## Work order
An exact reproduction of all entries is expected.

━━━ Provided information ━━━

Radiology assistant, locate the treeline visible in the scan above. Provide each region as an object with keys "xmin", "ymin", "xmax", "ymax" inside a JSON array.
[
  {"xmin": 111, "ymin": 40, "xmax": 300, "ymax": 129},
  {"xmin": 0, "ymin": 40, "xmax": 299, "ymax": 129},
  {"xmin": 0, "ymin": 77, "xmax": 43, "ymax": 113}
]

━━━

## Exercise solution
Radiology assistant, locate the treeline visible in the scan above. Provide each region as an object with keys "xmin", "ymin", "xmax", "ymax" inside a JSON array.
[
  {"xmin": 111, "ymin": 40, "xmax": 300, "ymax": 129},
  {"xmin": 0, "ymin": 40, "xmax": 299, "ymax": 129},
  {"xmin": 0, "ymin": 77, "xmax": 43, "ymax": 113}
]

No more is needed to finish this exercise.